TASK PROMPT: Transcribe, word for word, the line containing "Find the boulder" and each line following it through the end of the listing below. Omit all other lines.

• • • •

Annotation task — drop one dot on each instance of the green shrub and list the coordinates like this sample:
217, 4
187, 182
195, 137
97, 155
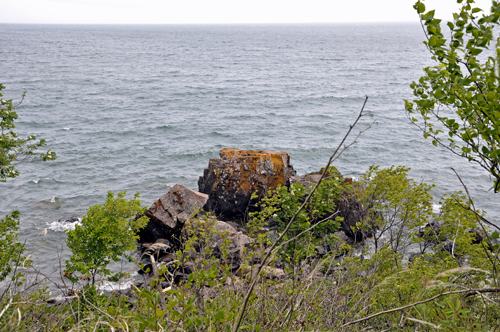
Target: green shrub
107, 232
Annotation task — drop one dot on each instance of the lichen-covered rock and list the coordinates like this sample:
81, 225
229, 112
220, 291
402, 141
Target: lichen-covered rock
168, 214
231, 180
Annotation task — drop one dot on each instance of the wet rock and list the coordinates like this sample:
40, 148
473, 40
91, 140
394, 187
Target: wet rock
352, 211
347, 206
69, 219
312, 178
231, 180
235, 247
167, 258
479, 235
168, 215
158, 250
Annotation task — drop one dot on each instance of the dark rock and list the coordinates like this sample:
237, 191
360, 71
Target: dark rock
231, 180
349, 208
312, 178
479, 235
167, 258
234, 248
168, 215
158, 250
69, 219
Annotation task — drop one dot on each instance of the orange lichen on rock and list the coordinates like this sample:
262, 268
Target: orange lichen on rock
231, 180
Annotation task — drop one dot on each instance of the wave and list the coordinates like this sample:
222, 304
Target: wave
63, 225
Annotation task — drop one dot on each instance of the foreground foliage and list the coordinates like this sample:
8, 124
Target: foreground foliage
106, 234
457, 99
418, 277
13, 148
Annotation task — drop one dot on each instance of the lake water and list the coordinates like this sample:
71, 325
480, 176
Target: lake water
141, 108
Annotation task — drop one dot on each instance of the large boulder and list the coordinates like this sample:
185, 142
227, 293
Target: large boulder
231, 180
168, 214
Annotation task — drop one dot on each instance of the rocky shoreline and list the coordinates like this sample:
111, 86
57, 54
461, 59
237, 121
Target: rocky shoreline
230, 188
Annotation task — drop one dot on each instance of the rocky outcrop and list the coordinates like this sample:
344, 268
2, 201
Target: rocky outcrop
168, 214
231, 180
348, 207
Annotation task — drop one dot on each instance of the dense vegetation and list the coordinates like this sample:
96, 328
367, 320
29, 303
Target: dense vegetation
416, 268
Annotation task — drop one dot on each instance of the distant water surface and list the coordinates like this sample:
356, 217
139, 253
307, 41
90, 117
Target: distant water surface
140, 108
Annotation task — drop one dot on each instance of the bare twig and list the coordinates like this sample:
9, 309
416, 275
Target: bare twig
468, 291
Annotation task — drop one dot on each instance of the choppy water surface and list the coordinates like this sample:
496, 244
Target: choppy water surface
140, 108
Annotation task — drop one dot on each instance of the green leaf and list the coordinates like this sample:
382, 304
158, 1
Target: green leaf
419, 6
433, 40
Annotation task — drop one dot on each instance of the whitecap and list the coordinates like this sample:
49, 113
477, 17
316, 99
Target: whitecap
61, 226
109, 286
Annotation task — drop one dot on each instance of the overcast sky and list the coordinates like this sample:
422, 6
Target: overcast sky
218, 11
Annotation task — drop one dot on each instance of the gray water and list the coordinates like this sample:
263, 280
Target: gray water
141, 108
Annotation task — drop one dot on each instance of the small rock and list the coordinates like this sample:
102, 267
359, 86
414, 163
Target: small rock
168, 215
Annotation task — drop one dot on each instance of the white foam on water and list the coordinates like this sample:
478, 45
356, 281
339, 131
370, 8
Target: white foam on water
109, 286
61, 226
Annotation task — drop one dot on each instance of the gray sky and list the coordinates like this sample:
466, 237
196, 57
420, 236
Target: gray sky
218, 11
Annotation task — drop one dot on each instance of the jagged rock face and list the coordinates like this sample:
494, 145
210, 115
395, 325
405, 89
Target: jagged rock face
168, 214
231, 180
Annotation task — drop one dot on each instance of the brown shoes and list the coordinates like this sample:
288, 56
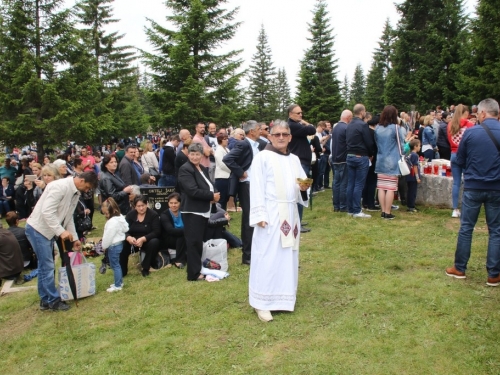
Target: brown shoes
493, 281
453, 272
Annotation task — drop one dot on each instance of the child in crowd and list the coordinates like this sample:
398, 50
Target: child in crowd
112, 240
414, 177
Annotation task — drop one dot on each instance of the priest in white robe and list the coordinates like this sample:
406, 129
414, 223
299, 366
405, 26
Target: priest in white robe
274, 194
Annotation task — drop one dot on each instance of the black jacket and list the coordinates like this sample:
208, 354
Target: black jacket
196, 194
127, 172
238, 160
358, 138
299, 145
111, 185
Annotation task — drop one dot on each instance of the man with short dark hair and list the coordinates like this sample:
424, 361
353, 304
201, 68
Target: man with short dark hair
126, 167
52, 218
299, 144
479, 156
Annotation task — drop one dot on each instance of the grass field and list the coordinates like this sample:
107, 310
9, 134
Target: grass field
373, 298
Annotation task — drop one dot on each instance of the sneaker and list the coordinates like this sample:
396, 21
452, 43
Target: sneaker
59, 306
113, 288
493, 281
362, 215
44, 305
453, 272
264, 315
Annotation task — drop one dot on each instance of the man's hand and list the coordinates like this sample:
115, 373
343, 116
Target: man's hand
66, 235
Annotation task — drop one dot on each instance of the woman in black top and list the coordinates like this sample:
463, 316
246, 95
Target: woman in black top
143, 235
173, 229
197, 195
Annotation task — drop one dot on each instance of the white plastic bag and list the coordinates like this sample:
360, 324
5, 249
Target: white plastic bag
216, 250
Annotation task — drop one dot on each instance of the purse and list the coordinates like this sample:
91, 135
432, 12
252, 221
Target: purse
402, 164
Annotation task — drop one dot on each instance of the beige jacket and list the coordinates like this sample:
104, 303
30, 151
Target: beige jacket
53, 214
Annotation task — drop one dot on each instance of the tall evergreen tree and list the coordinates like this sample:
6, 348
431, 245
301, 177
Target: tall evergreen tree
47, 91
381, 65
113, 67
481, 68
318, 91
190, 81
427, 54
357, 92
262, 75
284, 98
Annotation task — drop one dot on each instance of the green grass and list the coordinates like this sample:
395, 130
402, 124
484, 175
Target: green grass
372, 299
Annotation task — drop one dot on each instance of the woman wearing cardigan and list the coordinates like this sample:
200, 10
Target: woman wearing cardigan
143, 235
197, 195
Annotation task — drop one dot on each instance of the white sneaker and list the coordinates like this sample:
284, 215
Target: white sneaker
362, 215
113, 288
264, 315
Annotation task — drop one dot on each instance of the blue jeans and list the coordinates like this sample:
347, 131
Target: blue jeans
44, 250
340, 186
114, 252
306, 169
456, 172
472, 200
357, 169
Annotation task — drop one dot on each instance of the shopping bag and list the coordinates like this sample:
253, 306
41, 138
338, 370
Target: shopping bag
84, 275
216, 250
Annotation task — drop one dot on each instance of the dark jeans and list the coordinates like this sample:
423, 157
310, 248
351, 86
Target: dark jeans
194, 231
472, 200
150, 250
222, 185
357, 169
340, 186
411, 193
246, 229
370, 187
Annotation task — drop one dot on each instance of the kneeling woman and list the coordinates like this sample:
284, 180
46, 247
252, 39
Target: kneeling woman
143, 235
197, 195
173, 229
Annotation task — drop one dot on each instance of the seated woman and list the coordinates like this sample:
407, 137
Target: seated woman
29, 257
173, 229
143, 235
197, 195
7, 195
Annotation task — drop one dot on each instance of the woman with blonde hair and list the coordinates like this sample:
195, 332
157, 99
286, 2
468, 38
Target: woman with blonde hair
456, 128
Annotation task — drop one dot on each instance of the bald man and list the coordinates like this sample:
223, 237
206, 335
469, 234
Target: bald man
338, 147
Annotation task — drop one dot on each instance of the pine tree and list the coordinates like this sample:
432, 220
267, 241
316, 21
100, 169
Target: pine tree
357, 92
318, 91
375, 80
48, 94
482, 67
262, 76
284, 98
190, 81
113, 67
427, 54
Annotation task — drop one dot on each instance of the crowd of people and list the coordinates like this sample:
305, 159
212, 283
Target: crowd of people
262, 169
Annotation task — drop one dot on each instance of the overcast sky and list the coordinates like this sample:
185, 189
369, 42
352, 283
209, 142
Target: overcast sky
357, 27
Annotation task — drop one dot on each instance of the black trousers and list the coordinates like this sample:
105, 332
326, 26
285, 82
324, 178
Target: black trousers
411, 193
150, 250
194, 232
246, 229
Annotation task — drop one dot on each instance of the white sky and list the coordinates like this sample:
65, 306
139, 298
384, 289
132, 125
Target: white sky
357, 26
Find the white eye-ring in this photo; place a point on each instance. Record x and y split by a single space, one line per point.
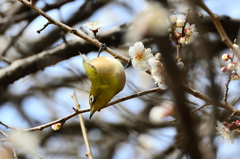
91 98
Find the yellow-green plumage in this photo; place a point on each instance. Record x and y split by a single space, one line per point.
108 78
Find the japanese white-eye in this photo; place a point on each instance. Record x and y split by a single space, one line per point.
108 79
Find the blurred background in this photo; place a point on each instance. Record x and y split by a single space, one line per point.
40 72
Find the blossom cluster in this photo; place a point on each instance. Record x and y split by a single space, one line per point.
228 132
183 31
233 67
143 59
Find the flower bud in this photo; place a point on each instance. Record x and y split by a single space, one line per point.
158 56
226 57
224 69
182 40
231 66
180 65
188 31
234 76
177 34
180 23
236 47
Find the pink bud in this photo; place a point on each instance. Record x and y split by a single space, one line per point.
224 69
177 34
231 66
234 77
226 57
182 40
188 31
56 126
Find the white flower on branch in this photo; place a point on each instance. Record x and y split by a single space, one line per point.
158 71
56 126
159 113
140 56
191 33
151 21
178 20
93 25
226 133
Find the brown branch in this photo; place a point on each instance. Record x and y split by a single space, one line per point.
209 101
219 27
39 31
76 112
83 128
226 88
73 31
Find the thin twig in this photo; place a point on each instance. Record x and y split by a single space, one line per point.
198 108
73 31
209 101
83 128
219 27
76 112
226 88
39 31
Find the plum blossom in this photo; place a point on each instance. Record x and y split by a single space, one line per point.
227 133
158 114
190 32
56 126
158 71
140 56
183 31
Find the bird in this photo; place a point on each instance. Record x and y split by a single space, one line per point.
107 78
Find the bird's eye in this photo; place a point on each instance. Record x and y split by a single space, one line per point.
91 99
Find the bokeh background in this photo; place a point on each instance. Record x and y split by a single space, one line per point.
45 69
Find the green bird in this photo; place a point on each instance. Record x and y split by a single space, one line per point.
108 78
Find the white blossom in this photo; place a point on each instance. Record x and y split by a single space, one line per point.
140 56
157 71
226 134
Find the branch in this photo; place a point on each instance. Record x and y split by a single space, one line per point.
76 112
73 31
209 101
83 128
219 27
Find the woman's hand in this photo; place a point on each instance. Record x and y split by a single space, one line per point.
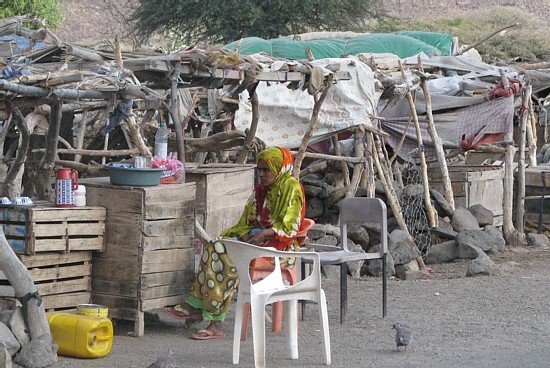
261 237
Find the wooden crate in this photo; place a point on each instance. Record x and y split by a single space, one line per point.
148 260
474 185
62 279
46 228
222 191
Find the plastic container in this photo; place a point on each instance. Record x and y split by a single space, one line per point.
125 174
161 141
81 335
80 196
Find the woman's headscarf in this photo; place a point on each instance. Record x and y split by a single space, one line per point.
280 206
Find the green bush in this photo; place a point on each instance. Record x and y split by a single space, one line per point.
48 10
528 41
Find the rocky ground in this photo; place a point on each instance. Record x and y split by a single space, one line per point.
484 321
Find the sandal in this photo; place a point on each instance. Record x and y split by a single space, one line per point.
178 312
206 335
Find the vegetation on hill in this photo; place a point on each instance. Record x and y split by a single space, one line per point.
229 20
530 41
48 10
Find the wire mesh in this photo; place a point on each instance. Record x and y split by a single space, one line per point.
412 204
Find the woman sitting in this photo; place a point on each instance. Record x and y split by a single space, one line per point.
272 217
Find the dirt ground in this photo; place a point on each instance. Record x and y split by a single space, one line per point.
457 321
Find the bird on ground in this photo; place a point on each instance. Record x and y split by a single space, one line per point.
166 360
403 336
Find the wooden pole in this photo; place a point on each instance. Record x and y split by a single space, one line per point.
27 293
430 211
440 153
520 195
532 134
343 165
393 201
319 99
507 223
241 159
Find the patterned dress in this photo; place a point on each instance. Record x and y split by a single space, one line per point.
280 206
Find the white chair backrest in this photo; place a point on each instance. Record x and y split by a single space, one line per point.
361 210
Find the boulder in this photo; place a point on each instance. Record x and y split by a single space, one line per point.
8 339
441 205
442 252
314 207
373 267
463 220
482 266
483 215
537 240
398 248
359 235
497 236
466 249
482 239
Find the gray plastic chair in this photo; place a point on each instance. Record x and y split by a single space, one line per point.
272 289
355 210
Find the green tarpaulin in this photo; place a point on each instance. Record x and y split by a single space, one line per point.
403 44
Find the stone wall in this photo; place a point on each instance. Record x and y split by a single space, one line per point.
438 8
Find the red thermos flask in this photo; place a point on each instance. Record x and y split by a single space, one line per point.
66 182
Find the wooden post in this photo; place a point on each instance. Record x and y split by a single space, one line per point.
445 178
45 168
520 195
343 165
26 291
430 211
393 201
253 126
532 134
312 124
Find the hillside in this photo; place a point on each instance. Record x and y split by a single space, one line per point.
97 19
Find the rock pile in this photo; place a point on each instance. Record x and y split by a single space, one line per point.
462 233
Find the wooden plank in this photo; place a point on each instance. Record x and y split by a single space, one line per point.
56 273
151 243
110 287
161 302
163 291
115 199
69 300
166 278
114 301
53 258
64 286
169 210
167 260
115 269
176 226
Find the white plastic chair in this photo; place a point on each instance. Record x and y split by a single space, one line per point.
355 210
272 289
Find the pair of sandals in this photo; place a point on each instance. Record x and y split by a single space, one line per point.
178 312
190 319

• • • •

ANSWER TO THE TASK:
Find the boulder in this photo; place a point on each instance. Record x and y split by a single space, one line per point.
8 339
441 205
442 252
314 207
373 267
463 220
482 266
483 215
537 240
398 248
359 235
497 236
466 249
482 239
Find the gray plastic chair in this photo; place a point on each instance. Record x and y split by a single space, one line per point.
272 289
355 210
Find the green tarpaulin in this photo; place a point on each instance. Record x and y split by a single space, one line per point.
403 44
Find the stone wall in this photo; place a point on each instance. Record x and y split by a single space, one line per point.
438 8
Find the red thermos flask in this photo; place a point on each instance. Record x and y split by a single space, one line per point.
66 182
Find the wooden post in this photo; place a point on each instance. Record x and y split by a single space, one line per point.
445 178
45 168
520 195
343 165
26 291
430 211
393 201
253 126
532 134
312 124
Find the hillside in this photo; place a point on each instance. Record x and y split by a single space, one line per point.
97 19
Find the rock pile in this photo; place a point on each instance. Record x and y split by a single space, one line per point.
462 233
Find the wooden plank in this photo; place a point on each instance. Record x and y split by a single space, one line per point.
56 273
151 243
110 287
161 302
163 291
115 199
69 300
166 278
114 301
53 258
64 286
169 210
167 260
115 269
176 226
Find the white plastic chair in this photo; place a point on each instance. Record x and y split by a single space, one line per point.
355 210
272 289
Find the pair of sandals in this photo; place a point on each instance. Record x and y split by a single space, one line per point.
178 312
190 319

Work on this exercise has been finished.